::: Extrait du document :::

La première phase de la domination de l’économie sur la vie sociale avait entraîné dans la définition de toute réalisation humaine une évidente dégradation de l’être en avoir. La phase présente de l’occupation totale de la vie sociale par les résultats accumulés de l’économie conduit à un glissement généralisé de l’avoir au paraître, dont tout « avoir » effectif doit tirer son prestige immédiat et sa fonction dernière. En même temps toute réalité individuelle est devenue sociale, directement dépendante de la puissance sociale, façonnée par elle. En ceci seulement qu’elle n’est pas, il lui est permis d’apparaître.

[…]

À mesure que la nécessité se trouve socialement rêvée, le rêve devient nécessaire. Le spectacle est le mauvais rêve de la société moderne enchaînée, qui n’exprime finalement que son désir de dormir. Le spectacle est le gardien de ce sommeil.

::: Extraits du matériau :::

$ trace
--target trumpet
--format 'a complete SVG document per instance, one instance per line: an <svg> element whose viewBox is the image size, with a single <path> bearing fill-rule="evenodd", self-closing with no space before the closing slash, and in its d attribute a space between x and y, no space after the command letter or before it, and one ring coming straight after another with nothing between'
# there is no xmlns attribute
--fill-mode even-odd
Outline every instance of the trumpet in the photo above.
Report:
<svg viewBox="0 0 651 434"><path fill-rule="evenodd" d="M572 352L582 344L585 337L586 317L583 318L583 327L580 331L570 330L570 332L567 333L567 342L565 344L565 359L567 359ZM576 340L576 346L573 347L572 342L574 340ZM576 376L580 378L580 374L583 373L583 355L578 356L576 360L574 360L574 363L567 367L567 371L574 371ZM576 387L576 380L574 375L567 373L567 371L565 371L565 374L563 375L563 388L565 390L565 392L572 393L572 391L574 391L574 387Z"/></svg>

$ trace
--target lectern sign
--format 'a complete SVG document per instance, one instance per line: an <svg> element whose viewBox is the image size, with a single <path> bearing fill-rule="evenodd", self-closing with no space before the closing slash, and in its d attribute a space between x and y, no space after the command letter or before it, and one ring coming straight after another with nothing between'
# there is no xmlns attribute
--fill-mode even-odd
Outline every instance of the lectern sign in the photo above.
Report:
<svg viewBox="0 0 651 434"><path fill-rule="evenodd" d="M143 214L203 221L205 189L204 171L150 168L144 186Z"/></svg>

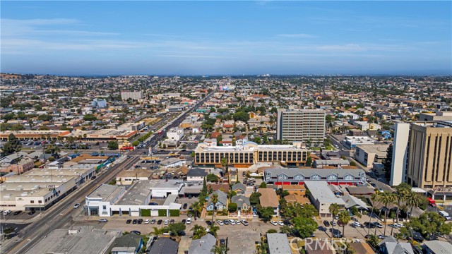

:::

Tâche: Dans le texte sur le spectacle, remplacez « l’économie » par « la marchandise » et recopiez le passage compris entre « La première phase » et « est permis d’apparaître. », bornes incluses. Le matériau fourni n’est pas nécessaire pour cet exercice.

Réponse à l’exercice:
La première phase de la domination de la marchandise sur la vie sociale avait entraîné dans la définition de toute réalisation humaine une évidente dégradation de l’être en avoir. La phase présente de l’occupation totale de la vie sociale par les résultats accumulés de la marchandise conduit à un glissement généralisé de l’avoir au paraître, dont tout « avoir » effectif doit tirer son prestige immédiat et sa fonction dernière. En même temps toute réalité individuelle est devenue sociale, directement dépendante de la puissance sociale, façonnée par elle. En ceci seulement qu’elle n’est pas, il lui est permis d’apparaître.